Vol. 9, No. 17 Week of April 25, 2004

Environmental appeal halts Pogo gold mine

Northern Alaska Environmental Center appeals EPA water discharge permit, construction workers sent home

Patricia Liles

Mining News Editor

An administrative permit appeal filed on April 13 by a Fairbanks-based environmental group has invalidated the federally issued water discharge permit for the Pogo gold mine being developed about 40 miles northeast of Delta Junction, Alaska.

Lawyers working for the Environmental Protection Agency’s Region 10 based in Seattle will prepare a response within six weeks defending EPA’s issuance of the project’s water discharge permit under the National Pollutant Discharge Elimination System.

EPA’s Environmental Appeals Board in Washington, D.C., a quasi-judicial review group, will rule on the appeal, taking anywhere from four to 12 months to decide, said Keith Cohon, EPA’s assistant region council and the agency’s lawyer handling the permit appeal.

“In the short term, it stays the affect of the permit … until the appeal is resolved,” Cohon told Petroleum News on April 20.

The Environmental Appeals Board’s decision can then be appealed to the Circuit Court of Appeals, and then on to the U.S. Supreme Court. An appeal in those judicial arenas has more stringent criteria defining impacted groups who can file such a claim, Cohon said.

To launch a valid appeal to the Environmental Appeals Board, an individual or group must have raised the same arguments or claims during the public comment period of the environmental review, he said. “It’s not appropriate to bring in front of the EAB arguments that have not been responded to previously,” he said.

The appeal filed by the Northern Alaska Environmental Center could be rejected on that basis. “It’s a subject being discussed,” Cohon said.

Ed Fogels, permit project manager for the Alaska Department of Natural Resources, said the appeal’s issues were “kind of a shocker to us. We saw none of these issues ever raised during the process.”

EPA issued its NPDES on March 15, the final regulatory permit needed for construction by Teck Pogo Inc., a joint venture formed in 1997 by Teck Cominco and Sumitomo Metal Mining to develop and mine the 5.5 million ounce underground gold deposit in the upper Goodpaster River valley.

Teck Pogo submitted its original plan of operations for Pogo in August 2000. A final environmental impact statement was released by agencies in September 2003.

No valid claims

The environmental group’s claims of inappropriate discharges and seepage have “no validity,” Fogels said.

One claim is that rain water running off of the dry stack tailings facility will go untreated into a 400-foot section of Liese Creek, upstream or before the stream’s water is collected in a runoff pond, then treated and discharged.

“They’re saying the water out of the dry stack needs to be regulated before it gets to the treatment plant,” Fogels said.

The other claim involves classification of the recycle tailings pond as waters of the United States and says its contents should meet Clean Water Standards. “That’s never going to happen because it’s rock and dirt,” Fogels said. “You don’t regulate water that is going into a pond to be recycled into the mill for makeup or to be treated.”

^^^^

Tasks to complete ::
1 – Reproduce a section of the Pogo mine article, beginning at the words that contain "An administrative permit" and stopping after "Delta Junction, Alaska.".
2 – According to the Pogo mine article, how long might the Environmental Appeals Board take to decide the appeal?

^^^^

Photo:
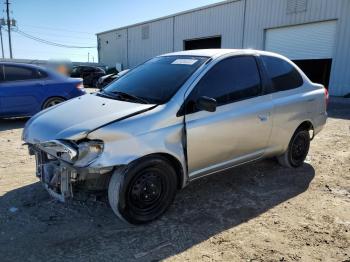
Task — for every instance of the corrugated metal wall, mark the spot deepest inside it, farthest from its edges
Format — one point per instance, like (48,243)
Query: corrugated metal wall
(228,20)
(157,39)
(223,20)
(265,14)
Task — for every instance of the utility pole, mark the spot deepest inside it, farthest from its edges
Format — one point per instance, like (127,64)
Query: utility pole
(9,25)
(2,44)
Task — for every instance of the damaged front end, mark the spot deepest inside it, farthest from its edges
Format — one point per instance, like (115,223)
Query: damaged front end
(62,167)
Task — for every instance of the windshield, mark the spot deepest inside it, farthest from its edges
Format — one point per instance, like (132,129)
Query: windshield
(157,80)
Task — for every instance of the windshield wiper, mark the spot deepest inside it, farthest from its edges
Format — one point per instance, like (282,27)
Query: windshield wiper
(130,97)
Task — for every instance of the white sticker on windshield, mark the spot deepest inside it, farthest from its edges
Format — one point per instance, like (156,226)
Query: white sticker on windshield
(184,62)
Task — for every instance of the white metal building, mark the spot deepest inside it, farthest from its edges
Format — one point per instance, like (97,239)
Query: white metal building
(313,33)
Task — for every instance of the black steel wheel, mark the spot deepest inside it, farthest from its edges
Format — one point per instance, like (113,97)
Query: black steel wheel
(143,192)
(297,150)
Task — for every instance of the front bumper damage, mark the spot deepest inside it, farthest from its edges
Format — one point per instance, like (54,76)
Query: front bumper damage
(62,180)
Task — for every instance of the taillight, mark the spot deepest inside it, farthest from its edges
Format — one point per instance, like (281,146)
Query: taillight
(80,85)
(326,96)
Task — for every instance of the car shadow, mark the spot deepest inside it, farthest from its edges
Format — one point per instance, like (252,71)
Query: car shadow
(12,123)
(41,229)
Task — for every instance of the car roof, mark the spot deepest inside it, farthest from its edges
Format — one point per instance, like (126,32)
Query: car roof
(23,65)
(214,53)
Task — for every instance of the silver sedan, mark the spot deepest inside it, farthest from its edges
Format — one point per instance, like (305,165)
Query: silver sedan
(173,119)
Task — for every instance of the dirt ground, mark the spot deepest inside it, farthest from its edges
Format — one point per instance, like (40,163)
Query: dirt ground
(260,212)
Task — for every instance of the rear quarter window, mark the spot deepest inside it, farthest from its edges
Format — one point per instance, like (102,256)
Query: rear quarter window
(16,73)
(283,75)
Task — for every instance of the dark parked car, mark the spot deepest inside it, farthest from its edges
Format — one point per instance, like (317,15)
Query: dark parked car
(26,89)
(89,74)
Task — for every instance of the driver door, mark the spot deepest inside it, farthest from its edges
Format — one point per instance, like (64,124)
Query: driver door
(238,131)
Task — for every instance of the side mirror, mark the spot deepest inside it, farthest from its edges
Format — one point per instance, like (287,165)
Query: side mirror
(206,103)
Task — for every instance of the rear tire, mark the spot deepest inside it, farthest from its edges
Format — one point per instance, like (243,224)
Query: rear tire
(297,151)
(53,101)
(143,191)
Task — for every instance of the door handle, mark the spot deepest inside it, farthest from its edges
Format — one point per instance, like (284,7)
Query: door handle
(263,118)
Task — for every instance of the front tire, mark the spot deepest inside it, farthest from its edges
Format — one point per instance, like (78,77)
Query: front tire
(142,191)
(297,151)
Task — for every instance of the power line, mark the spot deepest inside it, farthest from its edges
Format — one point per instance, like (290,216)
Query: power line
(58,29)
(41,40)
(60,35)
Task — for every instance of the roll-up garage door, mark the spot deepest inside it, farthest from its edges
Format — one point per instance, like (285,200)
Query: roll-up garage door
(300,42)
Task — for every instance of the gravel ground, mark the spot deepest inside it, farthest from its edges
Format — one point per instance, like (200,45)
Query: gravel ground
(259,212)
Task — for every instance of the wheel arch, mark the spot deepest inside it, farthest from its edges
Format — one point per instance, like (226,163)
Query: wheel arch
(173,161)
(306,125)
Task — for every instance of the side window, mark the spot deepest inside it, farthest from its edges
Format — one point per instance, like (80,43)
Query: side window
(15,73)
(233,79)
(2,73)
(282,74)
(41,74)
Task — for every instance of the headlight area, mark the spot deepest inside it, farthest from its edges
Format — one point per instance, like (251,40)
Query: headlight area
(80,154)
(63,166)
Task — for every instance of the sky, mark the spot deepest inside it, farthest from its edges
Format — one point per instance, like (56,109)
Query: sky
(75,23)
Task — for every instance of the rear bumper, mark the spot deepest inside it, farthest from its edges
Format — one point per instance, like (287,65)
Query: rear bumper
(319,122)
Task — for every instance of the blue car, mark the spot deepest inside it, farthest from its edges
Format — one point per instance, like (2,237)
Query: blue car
(26,89)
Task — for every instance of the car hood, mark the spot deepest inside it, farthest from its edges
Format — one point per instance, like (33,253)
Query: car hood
(75,118)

^^^^

Expected outputs ::
1 –
An administrative permit appeal filed on April 13 by a Fairbanks-based environmental group has invalidated the federally issued water discharge permit for the Pogo gold mine being developed about 40 miles northeast of Delta Junction, Alaska.

2 – Anywhere from four to 12 months.